İşte buralarda kendi İslam anlayışlarını saz eşliğinde, semah dönerek ve cem yaparak, kadın erkek birlikte ve bir arada ibadet yaparak, İslam’ı bu şekilde anlayan ve uygulayan bir anlayış 600 yıllık bir imparatorluğun temelinde de önemli bir harcı oluşturacaktı ve 16’ncı asrın ilk çeyreğine kadar dünyanın önünde duramayacağı ve tümüyle güçlerini bir araya getirseler bile eşitliği sağlamayacağı bir devletin temelini atacaklardı.
Peki, ne oldu da böylesine bir anlayış, böylesine bir düşünce sistemi, inanç sistemi, böylesine bir devlet modeli zaman içerisinde eğer Mustafa Kemal ortaya çıkmasaydı bu gün hepsinin sömürge olarak devam edeceği darmadağın bir İslam dünyası haline dönüşmüştür. Neden?
İşte bunun cevabını bilinçli bir şekilde bilip, okullarda çocuklarımıza öğretmezsek Türkiye Cumhuriyetine molla kafalı, irfansız, vicdansız nesiller yetiştirip, ülkemizin geleceğini ortaçağa mahkûm kılarız. İslam deyip ellerine dün Sıffiyn savaşında örneğini gördüğümüz gibi Kur’anı alıp şeriat isteriz, “hâkimiyet Allah’ındır” diyen nesiller yetiştirip ve bu zihniyeti siyasallaştırıp insan hayatını irfansızlığa mahkûm kılarız.
Oysa, “Hakimiyet Allah’ındır” deyip bağıranlara Hz. İmam Ali, ne güzel cevap verir: “Evet hakimiyet Allah’ın dır ama, devleti insanlar yönetir” diye buyurur. Ne yazık ki 21’nci yy.da halen bunu anlamamış olmaları ne büyük talihsizliktir.
16’ncı yy. başlarında ikinci bir Türk devleti kuruluyor. Doğuda ise Safavilerin devamı olan ve içerisinde ağırlıklı olarak Türkmenlerin bulunduğu 13 yaşında bir çocuk diyeceğimiz biri bir devlet kurmaya başlıyor ve de kuruyor. Başkenti, Tebriz’dir. Erzincan, Sivas, Malatya, Elazığ civarlarının Türkmen aşiretleri içerisindedirler.
Kuran kişi, büyük bir ozan, büyük bir Ehlibeyt dostu, tasavvufçu, büyük bir şair, yazar, edip ve kendisi de Ali- Muhammed soyundandır. Bu özelliklerinden dolayı Osmanlı padişahı II’inci Beyazıt da büyük bir hayranlık uyandırıyor ve bu hayranlık onu Bektaşiliğe kadar götürüyor.

# Görev 1
Aşağıdaki üç cümleden her biri İslam anlayışı üzerine yazıyla uyuşuyor mu? Her biri için evet ya da hayır deyin ve bunu gösteren sözleri yazıdan aynen alıntılayın.
(a) Doğuda kurulan devletin başkenti Tebriz'dir.
(b) Hz. İmam Ali'ye göre devleti Allah yönetir.
(c) Devleti kurmaya başlayan kişi 13 yaşında bir çocuk denecek yaştadır.
# Görev 2
İslam anlayışı üzerine yazıyı son cümlesinden sonra sürdürün.

# Toplanan malzeme
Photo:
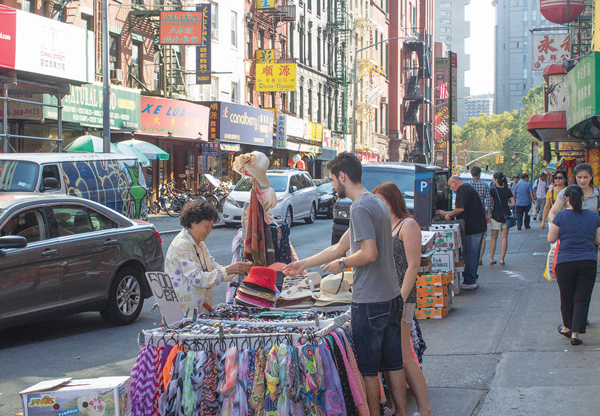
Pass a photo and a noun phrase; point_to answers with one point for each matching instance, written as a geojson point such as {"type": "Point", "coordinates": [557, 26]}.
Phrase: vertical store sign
{"type": "Point", "coordinates": [203, 51]}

# Görev sonucu 1
(a) Evet: "Başkenti, Tebriz’dir."
(b) Hayır: "Evet hakimiyet Allah’ın dır ama, devleti insanlar yönetir"
(c) Evet: "13 yaşında bir çocuk diyeceğimiz biri bir devlet kurmaya başlıyor"

# Görev sonucu 2
Onun Bektaşiliği ise onun sonunu hazırlıyor. Trabzon valisi olan oğlu Yavuz Selim onu tahtından indirerek yerine oturur ve sorunlarda başlar.
Yavuz Selim’in ilk işi; Safavilerin üzerine yürümek ve yürürken de Devletin arşivlerinde ki kayıtlara göre 40.000 Alevi insanın katledilmesiyle başlıyor.
Yavuz Selim 1516 yılında Mısır’a yürüyor. Memlukluları yeniyor ve dönerken de hilafet sancağını ve emarelerini, sakal-ı şerif dahil, Hz.Muhammed’e ait ne varsa onları alarak geliyor. Ama Şah İsmail’in ektiği inanç tohumunu yok edebilmek içinde Mısır’dan 1000 tane vahabi mezhebinden olan “El Ezher medrese”sinden ulamalar getiriyor. Bilim ve aklın egemen olduğu üniversiteler artık bunların İslam anlayışıyla yönetilmeye başlanıyor. Devletin mezhebi de sünnilik oluyor.
Fetva dönemi devreye giriyor. Ulamanın verdiği fetvalarla canlar alınmaya başlanıyor.
Yavuz Selim İstanbul’a ayak basar basmaz ilk işi Şeyhülislamı çağırıyor; “Senin ilk yapacağın iş derhal bana fetvalar vermektir” diyor. Şeyhülislam;
- Nasıl bir fetvadır bu padişahım? Yavuz;
- Vereceğin fetvada diyeceksin ki; Anadolu’daki tüm Hrıstiyanları Müslümanlaştırmak ve Alevileri de sünnileştirmek, aksini isteyenlerinde katlinin vacip olduğunun fetvasını ver.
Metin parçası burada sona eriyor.